◆ **Reading passage**:
British Executions

Verney Asser

Age: 30

Sex: male

Crime: murder

Date Of Execution: 5 Mar 1918

Crime Location: Sutton Veny Camp, Warminster, Wiltshire

Execution Place: Shepton Mallet

Method: hanging

Executioner: John Ellis


Verney Asser was convicted of the murder of Joseph Harold Durkin 24 and sentenced to death.

He shot him at Sutton Veny Camp on 27 November 1917.

They had both been corporals in the Australian Imperial Force and Lewis Gun instructors and had slept by themselves in a large Lewis Gun instruction hut at Veny Sutton Camp near Salisbury.

They appeared to have been good friends.

Joseph Durkin had been visiting and having connection with a widow in Salisbury and it was thought that Verney Asser had also visited the widow whilst Joseph Durkin was there.

The widow had eight children and although she had only just buried her husband, she appeared to have been much attached to Joseph Durkin and so it was said that there was no reason to suppose that there was trouble between the two men on her account. However, one witness gave evidence of there having been a wordy quarrel between them some seeks before the murder, but that appeared to have blown over and on Sunday 25 November 1917 Verney Asser and Joseph Durkin were photographed together.

However, on the night of 27 November 1917 at about 11pm Joseph Durkin told the sergeant of the guard and another corporal who slept in the next hut that Joseph Durkin had shot himself.

He said that he had been asleep at the time, heard a shot, and then saw Joseph Durkin lying with a rifle in his right hand. He said that he then picked the rifle up, opened the breach, and then replaced it in Joseph Durkin's hand and went to give the alarm.

Joseph Durkin was found lying in his bed on his right side with his head inclined to the left. He had been shot through the head with the bullet entering about two inches in front of the left ear and leaving about two inches behind and below the right ear.

Point localization data:
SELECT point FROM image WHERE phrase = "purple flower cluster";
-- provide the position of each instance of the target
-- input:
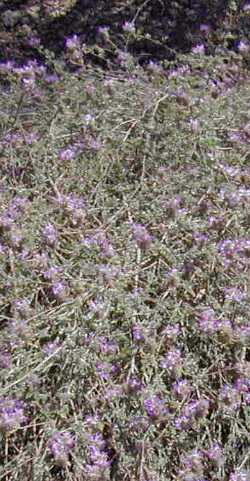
(182, 389)
(99, 456)
(11, 414)
(173, 362)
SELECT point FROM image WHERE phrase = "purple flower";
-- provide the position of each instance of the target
(129, 27)
(240, 475)
(52, 273)
(134, 385)
(171, 333)
(183, 423)
(51, 347)
(243, 47)
(11, 414)
(234, 294)
(204, 28)
(72, 43)
(59, 290)
(141, 236)
(182, 389)
(137, 333)
(246, 8)
(193, 461)
(67, 154)
(60, 446)
(50, 235)
(155, 407)
(199, 49)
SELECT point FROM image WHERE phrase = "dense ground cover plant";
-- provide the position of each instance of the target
(104, 32)
(124, 246)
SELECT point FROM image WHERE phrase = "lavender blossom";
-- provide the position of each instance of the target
(243, 47)
(193, 461)
(198, 49)
(240, 475)
(182, 389)
(59, 291)
(50, 235)
(68, 153)
(171, 333)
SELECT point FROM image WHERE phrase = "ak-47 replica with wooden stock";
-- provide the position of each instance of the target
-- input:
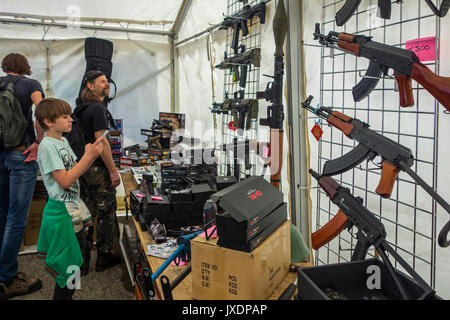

◆ **What you will do**:
1 > Translate this sentence from the Verney Asser case account into Spanish: "Joseph Durkin was found lying in his bed on his right side with his head inclined to the left."
2 > In the Verney Asser case account, who is listed as the executioner?
3 > Continue the Verney Asser case account from the end of its last sentence.

◆ **Answers for the exercise**:
1 > Joseph Durkin fue encontrado acostado en su cama sobre el costado derecho, con la cabeza inclinada hacia la izquierda.

2 > John Ellis.

3 >
However, the wound was proved by experiment on meat to have been inflicted by a rifle held at a distance of not less than five inches.

Further, his blankets were pulled up on his shoulders undisturbed as if he had been asleep.

As such, it was determined that it was quite impossible for a man, even if he were standing up to have fired a rifle in a position to have inflicted such a wound.

However, the Coroner's jury returned a verdict of suicide but the Director of Public Prosecutions took the matter up and it was shown that there was no doubt that Joseph Durkin had been shot as he lay asleep.

The corporal from the other hut gave evidence that Verney Asser had come into his hut (32) where the ammunition was kept three times, 9.30pm, 10.20pm and 10.30pm and took what appeared to be two magazines back to his own hut (31) where he and Joseph Durkin slept.

The corporal also noted that at 9,35pm he heard a report in hut 31 and that a bullet passed through his hut, but he said he did nothing and that he heard a second report at 10.40pm but again took no notice until Verney Asser came into his hut and told him that Joseph Durkin had shot himself.

Verney Asser denied the murder but after his conviction he practically admitted to having shot Joseph Durkin, but pleaded insanity although the court of criminal appeal refused to consider the plea and referred to the secretary of state’s powers.

The grounds on which he pleaded insanity were:

  1. That Verney Asser's father committed suicide. However, it was determined that Verney Asser's father was found dead at Bootle in 1906 but that the jury at his inquest had returned the verdict of death from natural causes.
  2. That Verney Asser had at various times been in asylums, Haslar and Rainhill in 1904, Delhi Hospital Tidworth in 1916 and an asylum in Australia. However, it was noted it had been determined that Verney Asser had been in the navy and that at the age of 17 was sent to Haslar on 22 February and discharged on 7 April as suffering from dementia. Shortly afterwards he was confined in Rainhill between 6 and 30 May where he showed no sign of insanity and admitted that he had malingered to obtain his discharge from the navy. In 1916 he was suffering for four days in Tidworth military hospital from alcoholism and that it was thought at least probable that if it was true that he had been in an asylum in Australia that his attack of insanity there was of a similar nature.

The police report to the Home Secretary noted that Verney Asser had not been drunk on the night of the murder and that the doctors report found no indication of insanity about him. The police further noted that there had been no recommendation to mercy at his trial.

It was noted that it was impossible to say why Verney Asser shot Joseph Durkin in his sleep but that there was no doubt about his guilt and the police report stated that they could see no reason for interference with his sentence.

Verney Asser was executed at Shepton Mallet on the 5 March 1918, being hanged by John Ellis and William Willis.